### [AIM]
Return every line of the data below that contains the string "distant". Case counts.

### [SUPPLIED ENTRIES]
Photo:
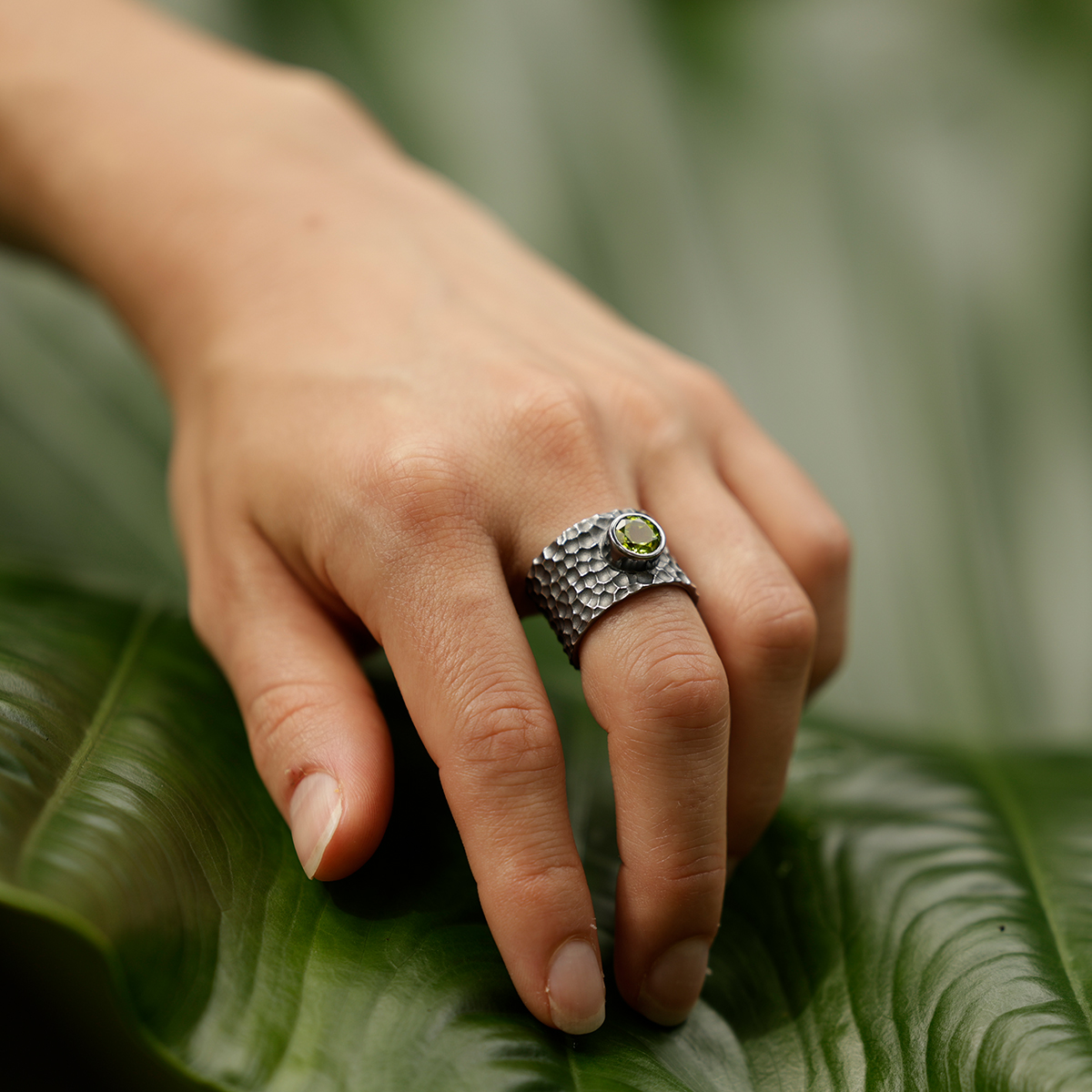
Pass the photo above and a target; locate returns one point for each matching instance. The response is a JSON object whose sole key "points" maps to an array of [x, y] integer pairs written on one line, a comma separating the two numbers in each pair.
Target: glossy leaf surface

--

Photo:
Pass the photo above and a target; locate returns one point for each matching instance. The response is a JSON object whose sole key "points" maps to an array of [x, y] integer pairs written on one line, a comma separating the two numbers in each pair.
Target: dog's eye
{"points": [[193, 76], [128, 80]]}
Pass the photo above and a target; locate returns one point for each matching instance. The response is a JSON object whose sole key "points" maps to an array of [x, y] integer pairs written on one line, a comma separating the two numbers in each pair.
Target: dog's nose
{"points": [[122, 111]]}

...

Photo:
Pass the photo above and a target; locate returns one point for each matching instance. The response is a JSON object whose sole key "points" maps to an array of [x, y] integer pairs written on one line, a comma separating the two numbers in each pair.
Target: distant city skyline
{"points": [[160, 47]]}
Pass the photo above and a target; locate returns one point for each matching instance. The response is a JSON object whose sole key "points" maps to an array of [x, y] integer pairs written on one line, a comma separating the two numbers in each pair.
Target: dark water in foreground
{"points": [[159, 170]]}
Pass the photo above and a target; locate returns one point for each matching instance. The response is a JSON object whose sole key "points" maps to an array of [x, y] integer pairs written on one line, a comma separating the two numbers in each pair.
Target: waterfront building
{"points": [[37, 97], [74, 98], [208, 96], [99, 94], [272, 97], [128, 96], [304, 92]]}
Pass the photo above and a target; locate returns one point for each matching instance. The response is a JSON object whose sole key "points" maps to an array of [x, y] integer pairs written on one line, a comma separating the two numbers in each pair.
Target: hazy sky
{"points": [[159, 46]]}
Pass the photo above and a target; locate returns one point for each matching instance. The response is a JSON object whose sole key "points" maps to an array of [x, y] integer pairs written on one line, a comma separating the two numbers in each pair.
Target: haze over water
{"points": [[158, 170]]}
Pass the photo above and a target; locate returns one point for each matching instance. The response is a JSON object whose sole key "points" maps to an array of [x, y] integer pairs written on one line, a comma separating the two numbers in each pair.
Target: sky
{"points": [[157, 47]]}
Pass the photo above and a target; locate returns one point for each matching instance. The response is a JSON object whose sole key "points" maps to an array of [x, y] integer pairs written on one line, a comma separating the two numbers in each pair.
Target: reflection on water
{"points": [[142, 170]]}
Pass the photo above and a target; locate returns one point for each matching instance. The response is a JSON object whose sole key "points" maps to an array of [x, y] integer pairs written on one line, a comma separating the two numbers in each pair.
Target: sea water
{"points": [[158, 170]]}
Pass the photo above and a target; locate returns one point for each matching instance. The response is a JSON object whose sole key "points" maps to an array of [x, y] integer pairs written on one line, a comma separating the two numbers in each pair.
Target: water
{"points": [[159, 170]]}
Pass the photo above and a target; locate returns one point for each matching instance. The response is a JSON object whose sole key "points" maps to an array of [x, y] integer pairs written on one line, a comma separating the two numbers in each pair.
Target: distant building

### [TASK RESULT]
Target: distant city skyline
Target: distant building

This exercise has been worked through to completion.